> **What is being asked**
Give back the lines of the entries below exactly as written, from the first line to the line holding "sample | [69, 318]", both included, with the pictures omitted.

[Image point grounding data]
····················
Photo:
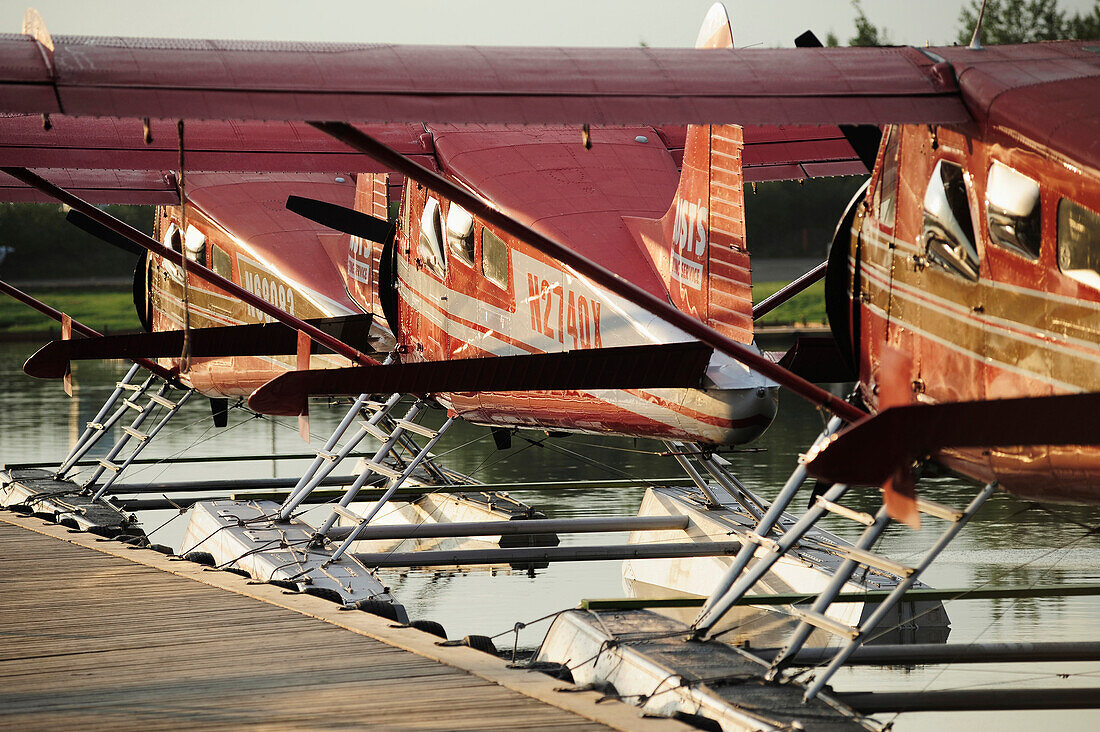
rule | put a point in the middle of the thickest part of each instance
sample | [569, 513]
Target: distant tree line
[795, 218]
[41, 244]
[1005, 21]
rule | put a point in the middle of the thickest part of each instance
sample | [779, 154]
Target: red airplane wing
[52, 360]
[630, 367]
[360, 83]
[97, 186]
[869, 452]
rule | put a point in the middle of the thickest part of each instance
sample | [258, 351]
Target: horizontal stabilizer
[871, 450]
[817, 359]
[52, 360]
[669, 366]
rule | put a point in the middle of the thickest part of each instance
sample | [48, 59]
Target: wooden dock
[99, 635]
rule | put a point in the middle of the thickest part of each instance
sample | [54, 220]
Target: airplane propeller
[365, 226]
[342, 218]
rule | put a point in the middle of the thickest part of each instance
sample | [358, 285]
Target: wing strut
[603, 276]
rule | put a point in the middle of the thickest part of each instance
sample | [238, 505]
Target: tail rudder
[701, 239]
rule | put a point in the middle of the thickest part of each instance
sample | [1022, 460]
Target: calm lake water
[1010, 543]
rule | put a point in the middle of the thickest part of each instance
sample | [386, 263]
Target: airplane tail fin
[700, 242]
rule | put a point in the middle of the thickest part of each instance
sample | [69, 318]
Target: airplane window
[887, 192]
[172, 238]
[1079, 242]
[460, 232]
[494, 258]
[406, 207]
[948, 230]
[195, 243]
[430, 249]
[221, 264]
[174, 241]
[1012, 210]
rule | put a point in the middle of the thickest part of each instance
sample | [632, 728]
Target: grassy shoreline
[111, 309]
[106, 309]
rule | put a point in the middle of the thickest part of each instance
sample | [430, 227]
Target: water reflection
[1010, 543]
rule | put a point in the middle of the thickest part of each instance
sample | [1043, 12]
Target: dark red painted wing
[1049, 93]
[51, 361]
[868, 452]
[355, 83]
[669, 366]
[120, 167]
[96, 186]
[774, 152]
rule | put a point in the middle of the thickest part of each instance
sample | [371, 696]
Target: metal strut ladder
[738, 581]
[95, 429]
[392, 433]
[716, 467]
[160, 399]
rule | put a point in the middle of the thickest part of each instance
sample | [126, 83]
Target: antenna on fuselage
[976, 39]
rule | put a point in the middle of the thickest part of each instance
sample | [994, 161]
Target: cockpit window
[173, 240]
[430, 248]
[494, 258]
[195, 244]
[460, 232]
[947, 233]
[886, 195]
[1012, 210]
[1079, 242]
····················
> **The answer**
Photo:
rule | put a point in the middle of the thickest part of each instance
sample | [569, 513]
Target: distant tree line
[795, 218]
[41, 244]
[1005, 21]
rule | put a point in the middle of the thickest part of each instance
sample | [779, 154]
Target: red airplane wing
[52, 360]
[630, 367]
[360, 83]
[97, 186]
[869, 452]
rule | put a point in the middle of the thickest part of each instance
sample | [258, 351]
Target: horizontal stabilizer
[871, 450]
[817, 359]
[52, 360]
[669, 366]
rule | put a point in the middle of the thickest part of each instance
sample | [48, 59]
Target: wooden dock
[99, 635]
rule | put a point in the middle of the thickest part of each instance
sample | [54, 220]
Target: airplane propeller
[365, 226]
[342, 218]
rule | put a point in the middle of the thickest part of each instance
sample | [358, 285]
Target: wing strut
[603, 276]
rule | put a point in the middle of the thickest part of each instance
sample | [238, 505]
Target: tail rudder
[701, 239]
rule | put a point in the middle of the thickest part of each instance
sample | [1022, 460]
Target: calm lake water
[1010, 543]
rule | put a point in the middle of the thickest part of each instance
sample | [386, 263]
Target: airplane tail fin
[700, 242]
rule | put a point in the middle of the thickest part of each instance
sample | [69, 318]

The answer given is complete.